WHAT NEEDS TO BE DONE:
Copy out the following records again without any changes, from the line containing "Where can you see the white t-shirt" through the line containing "(507, 1139)", with both of those lines included.

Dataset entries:
---

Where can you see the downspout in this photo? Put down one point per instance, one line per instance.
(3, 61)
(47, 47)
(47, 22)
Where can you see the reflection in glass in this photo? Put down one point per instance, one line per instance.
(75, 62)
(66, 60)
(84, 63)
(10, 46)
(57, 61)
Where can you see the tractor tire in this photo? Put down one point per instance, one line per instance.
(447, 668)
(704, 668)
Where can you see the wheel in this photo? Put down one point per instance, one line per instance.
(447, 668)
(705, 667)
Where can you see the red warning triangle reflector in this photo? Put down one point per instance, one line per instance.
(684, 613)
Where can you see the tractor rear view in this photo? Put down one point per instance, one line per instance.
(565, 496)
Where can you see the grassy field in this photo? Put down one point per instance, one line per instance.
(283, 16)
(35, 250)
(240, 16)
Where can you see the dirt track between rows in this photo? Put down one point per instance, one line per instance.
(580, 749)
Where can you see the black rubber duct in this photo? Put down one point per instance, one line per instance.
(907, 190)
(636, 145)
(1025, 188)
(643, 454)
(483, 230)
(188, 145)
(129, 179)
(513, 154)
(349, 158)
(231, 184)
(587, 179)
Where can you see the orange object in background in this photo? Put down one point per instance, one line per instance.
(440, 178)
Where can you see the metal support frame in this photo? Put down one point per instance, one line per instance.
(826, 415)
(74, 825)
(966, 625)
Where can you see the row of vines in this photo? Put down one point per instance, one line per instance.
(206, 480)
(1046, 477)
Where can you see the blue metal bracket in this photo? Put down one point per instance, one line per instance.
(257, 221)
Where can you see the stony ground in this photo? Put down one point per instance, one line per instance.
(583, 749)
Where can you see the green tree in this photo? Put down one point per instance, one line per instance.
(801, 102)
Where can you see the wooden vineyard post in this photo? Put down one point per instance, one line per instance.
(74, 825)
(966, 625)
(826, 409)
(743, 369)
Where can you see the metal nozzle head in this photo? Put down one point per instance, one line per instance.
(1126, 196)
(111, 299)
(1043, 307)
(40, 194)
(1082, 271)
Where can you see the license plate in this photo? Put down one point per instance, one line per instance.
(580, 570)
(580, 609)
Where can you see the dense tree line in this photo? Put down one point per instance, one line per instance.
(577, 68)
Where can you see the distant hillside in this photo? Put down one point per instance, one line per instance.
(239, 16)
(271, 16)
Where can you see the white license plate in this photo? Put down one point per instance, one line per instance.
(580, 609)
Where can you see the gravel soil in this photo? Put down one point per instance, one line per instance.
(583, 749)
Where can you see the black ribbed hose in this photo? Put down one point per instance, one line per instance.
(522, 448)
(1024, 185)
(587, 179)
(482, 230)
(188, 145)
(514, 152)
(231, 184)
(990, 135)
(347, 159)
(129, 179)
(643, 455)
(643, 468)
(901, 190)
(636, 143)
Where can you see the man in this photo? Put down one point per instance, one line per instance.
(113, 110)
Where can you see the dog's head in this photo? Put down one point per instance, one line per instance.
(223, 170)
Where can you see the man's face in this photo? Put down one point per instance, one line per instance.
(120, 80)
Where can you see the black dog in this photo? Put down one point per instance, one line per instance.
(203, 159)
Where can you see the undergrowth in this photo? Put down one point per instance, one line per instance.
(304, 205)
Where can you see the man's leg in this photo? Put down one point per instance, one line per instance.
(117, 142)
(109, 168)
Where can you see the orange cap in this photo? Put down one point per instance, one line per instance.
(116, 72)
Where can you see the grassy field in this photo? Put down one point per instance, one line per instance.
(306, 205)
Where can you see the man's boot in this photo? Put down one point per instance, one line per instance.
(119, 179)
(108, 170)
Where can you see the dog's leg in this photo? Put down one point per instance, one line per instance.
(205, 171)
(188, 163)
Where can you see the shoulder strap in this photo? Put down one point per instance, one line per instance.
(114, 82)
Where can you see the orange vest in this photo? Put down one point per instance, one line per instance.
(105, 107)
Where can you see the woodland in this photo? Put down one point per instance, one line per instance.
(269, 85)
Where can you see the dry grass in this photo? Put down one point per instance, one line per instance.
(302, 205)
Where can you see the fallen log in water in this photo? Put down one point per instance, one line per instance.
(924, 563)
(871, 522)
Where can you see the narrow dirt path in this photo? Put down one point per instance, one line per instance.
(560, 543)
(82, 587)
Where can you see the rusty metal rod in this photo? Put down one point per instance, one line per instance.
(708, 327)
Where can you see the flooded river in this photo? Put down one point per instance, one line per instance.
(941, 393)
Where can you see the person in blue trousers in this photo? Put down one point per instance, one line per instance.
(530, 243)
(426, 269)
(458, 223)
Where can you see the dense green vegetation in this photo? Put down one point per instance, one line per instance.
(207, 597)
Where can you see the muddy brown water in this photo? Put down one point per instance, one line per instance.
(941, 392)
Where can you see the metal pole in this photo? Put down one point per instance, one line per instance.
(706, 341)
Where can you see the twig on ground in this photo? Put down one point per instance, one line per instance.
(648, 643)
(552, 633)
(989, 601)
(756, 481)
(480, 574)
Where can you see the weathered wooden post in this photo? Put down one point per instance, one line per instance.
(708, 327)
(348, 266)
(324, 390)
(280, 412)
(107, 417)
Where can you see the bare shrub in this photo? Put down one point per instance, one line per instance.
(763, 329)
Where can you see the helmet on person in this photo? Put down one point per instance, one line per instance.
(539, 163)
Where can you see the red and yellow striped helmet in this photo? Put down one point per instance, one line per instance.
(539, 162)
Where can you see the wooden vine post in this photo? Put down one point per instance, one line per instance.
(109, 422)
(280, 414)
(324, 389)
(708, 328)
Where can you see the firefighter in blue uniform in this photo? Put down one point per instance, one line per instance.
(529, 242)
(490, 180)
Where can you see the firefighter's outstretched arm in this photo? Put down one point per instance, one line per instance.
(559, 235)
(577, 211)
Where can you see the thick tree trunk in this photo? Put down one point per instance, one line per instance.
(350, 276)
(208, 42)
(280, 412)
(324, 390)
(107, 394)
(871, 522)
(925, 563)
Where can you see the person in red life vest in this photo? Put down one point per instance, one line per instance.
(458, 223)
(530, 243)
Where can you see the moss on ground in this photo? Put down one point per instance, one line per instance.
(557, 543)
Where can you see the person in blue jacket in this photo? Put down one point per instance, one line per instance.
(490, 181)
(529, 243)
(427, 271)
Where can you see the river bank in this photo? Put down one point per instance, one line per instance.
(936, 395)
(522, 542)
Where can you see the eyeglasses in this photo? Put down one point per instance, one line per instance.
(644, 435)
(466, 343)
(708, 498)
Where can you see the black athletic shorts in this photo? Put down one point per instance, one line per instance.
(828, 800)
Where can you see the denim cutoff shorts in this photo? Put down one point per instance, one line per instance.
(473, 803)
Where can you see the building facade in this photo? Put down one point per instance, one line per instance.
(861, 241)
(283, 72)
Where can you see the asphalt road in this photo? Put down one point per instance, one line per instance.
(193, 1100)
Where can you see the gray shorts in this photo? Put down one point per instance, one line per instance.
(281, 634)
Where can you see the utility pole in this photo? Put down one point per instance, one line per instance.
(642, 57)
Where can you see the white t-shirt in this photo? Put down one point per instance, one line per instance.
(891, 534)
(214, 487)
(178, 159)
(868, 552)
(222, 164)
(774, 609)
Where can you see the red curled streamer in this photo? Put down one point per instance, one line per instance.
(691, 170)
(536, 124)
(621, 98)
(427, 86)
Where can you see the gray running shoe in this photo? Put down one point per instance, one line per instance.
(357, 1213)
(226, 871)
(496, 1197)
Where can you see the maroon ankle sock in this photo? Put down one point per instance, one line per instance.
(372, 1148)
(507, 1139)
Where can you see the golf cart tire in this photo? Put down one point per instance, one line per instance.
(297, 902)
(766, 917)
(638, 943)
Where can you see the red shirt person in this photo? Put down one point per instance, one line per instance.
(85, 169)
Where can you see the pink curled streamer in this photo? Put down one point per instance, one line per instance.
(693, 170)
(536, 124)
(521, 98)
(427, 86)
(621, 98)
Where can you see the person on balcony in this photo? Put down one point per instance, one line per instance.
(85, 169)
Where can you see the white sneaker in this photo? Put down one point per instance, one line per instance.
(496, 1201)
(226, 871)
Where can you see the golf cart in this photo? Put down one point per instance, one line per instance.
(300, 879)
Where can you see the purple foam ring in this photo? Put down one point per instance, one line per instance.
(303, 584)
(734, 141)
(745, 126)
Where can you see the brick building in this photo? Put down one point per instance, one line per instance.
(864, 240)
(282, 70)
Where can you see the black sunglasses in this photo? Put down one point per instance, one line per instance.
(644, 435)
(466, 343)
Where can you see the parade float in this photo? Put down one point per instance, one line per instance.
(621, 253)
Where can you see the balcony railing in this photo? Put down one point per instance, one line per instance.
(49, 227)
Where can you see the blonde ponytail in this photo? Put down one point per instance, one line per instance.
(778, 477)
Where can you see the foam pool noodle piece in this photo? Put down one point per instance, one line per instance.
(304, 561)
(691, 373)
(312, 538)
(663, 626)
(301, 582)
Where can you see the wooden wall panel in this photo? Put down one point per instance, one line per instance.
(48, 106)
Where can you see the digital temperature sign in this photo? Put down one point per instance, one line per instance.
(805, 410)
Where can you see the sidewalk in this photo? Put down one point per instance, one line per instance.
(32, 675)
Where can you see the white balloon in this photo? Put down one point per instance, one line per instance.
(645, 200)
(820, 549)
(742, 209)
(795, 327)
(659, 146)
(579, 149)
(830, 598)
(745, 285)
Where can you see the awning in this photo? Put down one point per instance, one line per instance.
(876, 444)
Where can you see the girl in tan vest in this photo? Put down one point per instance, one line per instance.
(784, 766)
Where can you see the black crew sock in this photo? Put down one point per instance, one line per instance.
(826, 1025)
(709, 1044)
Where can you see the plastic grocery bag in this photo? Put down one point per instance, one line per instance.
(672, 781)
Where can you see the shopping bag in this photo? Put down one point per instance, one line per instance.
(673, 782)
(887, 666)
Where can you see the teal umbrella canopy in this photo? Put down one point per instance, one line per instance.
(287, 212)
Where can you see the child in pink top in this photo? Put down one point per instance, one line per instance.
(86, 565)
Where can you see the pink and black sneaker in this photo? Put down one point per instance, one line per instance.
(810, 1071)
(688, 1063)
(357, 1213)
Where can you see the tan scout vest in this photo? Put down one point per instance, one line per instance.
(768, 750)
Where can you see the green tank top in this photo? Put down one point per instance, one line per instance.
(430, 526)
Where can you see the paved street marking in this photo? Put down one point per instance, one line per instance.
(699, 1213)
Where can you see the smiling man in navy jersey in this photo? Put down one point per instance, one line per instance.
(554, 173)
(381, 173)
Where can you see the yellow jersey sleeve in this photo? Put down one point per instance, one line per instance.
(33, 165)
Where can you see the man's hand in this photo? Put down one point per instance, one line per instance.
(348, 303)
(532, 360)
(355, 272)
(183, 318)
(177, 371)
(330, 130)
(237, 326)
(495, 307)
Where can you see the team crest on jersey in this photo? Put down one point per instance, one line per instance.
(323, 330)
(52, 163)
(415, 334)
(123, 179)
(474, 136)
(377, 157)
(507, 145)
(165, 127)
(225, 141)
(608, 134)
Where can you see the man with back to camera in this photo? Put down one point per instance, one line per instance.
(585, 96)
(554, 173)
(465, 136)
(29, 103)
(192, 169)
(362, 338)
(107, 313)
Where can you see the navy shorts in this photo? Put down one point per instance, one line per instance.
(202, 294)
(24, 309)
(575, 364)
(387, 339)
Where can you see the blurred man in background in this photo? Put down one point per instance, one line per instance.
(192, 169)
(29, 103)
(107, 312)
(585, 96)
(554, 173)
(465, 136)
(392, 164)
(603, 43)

---

PROBLEM SOLUTION:
Where can you see the white t-shirt in this photo? Put down one point per instance, one line per instance.
(891, 534)
(214, 487)
(178, 159)
(868, 552)
(222, 164)
(774, 609)
Where can you see the red curled streamer in this photo? Put down one point per instance, one line per instance.
(691, 170)
(536, 124)
(621, 98)
(427, 86)
Where can you see the gray running shoe in this photo? Put down one point per instance, one line per instance.
(357, 1213)
(226, 871)
(496, 1197)
Where can you see the maroon ankle sock in this photo? Put down one point per instance, one line per instance.
(372, 1148)
(507, 1139)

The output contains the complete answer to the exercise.